::: BRANO FORNITO
C’è chi si sente portato ad aiutare gli altri: e non è detto che debba farlo partendo per lontani continenti e sprofondandosi in qualche villaggio nella foresta tropicale; può darsi benissimo che le persone da aiutare siano lì, nella sua stessa regione o nella sua stessa città, magari perfino nella sua stessa famiglia.
Tutto lo si può fare bene, se non si ha paura di rimboccarsi le maniche e di spremere un po’ di sudore; una sola, però, è la cosa per la quale noi siamo stati chiamati da sempre, forse da prima ancora che nascessimo e che venissimo concepiti nel ventre di nostra mamma: e, se riusciamo a individuarla, allora nessuno saprà mai farla meglio di come la faremo noi.
Precisiamo subito che il concetto di «farla meglio» non va inteso assolutamente in senso puramente tecnico: non si tratta di eccellere come in una prestazione di tipo sportivo.
Lo sportivo deve comprendere la propria vocazione per poter eccellere nella disciplina che avrà scelto: il lancio del peso o quello del giavellotto, il pattinaggio o il ciclismo, il nuoto o la pallavolo; e, all’interno di ognuna di esse, nella ulteriore sotto-specialità: nel nuoto, ad esempio, i duecento metri stile libero, oppure i quattrocento metri; e così via.
::::::
::: RECORD DA USARE
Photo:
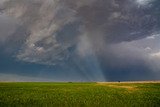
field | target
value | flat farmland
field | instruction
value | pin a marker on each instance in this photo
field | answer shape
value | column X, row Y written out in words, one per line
column 80, row 94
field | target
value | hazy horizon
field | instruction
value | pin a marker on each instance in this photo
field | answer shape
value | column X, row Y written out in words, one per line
column 79, row 40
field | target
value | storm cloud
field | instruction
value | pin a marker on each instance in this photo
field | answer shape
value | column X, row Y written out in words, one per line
column 97, row 40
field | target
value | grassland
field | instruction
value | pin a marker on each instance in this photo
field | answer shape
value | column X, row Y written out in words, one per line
column 32, row 94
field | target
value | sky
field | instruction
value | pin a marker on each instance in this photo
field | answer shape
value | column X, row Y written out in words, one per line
column 79, row 40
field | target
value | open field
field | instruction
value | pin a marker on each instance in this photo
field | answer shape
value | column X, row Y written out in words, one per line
column 101, row 94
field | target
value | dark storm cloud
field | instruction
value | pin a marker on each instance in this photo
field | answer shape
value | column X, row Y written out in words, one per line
column 86, row 36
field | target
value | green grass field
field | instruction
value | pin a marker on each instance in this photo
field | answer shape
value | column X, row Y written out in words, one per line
column 48, row 94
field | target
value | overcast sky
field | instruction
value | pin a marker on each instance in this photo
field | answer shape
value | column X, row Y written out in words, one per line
column 79, row 40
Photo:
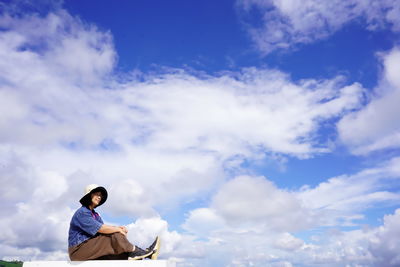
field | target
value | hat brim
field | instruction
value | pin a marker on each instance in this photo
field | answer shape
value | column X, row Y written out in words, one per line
column 86, row 200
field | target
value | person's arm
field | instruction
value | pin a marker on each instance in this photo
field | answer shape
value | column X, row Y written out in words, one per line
column 109, row 229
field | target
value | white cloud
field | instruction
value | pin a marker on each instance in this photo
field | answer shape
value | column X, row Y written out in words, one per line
column 285, row 23
column 257, row 200
column 155, row 143
column 376, row 126
column 385, row 244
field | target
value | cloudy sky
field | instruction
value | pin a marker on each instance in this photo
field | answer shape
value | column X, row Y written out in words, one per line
column 244, row 133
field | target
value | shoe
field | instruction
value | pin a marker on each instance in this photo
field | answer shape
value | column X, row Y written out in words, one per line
column 139, row 254
column 154, row 248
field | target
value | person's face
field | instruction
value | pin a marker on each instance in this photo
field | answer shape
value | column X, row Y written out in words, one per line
column 96, row 198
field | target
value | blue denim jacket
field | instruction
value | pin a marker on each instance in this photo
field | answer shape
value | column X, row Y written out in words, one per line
column 84, row 225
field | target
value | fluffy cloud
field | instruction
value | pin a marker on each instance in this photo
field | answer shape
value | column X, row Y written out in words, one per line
column 255, row 222
column 155, row 142
column 285, row 23
column 376, row 126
::::::
• COSE DA FARE:
1. Mostra tutte le righe dei record in cui compare la parola "storm".
2. Per favore, scrivi il seguito del brano sulla vocazione, cominciando subito dopo la sua ultima frase.
Il brano sulla vocazione e i record non hanno alcun legame tra loro.

• PROBLEMI RISOLTI:
1.
value | storm cloud
value | dark storm cloud

2.
Ma l’uomo, l’uomo completo, quello no: egli non è un insieme di muscoli e di riflessi, non è un bagaglio vivente di nozioni tecniche e di abilità pratica; è qualcosa di infinitamente più complesso, più prezioso, più raro.
L’uomo e la donna completi, realizzati, consapevoli, non scelgono una strada a caso e non si impegnano là dove possono dare solo una piccola parte del loro potenziale umano, ma intraprendono la strada in cui sono in grado di dare tutto, attingendo instancabilmente, come da un pozzo magico, sempre nuove riserve di forza, di coraggio, di entusiasmo, a dispetto delle circostanze esterne, quand’anche fossero le più sgradevoli e le più ingrate.
In loro si realizza il doppio mistero della necessità e della libertà: essi liberamente scelgono ciò che deve essere fatto proprio così; proprio da loro e non da altri; proprio qui e non altrove; proprio in questo modo e in nessun altro.
Nelle persone inconsapevoli, incapaci di udire la voce del proprio maestro interiore, libertà e necessità entrano continuamente in conflitto: solo nelle persone che hanno compreso il senso della propria vita e, più in generale, il senso della vita in quanto tale, ciò non accade: anzi, le due cose si armonizzano pienamente l’una con l’altra.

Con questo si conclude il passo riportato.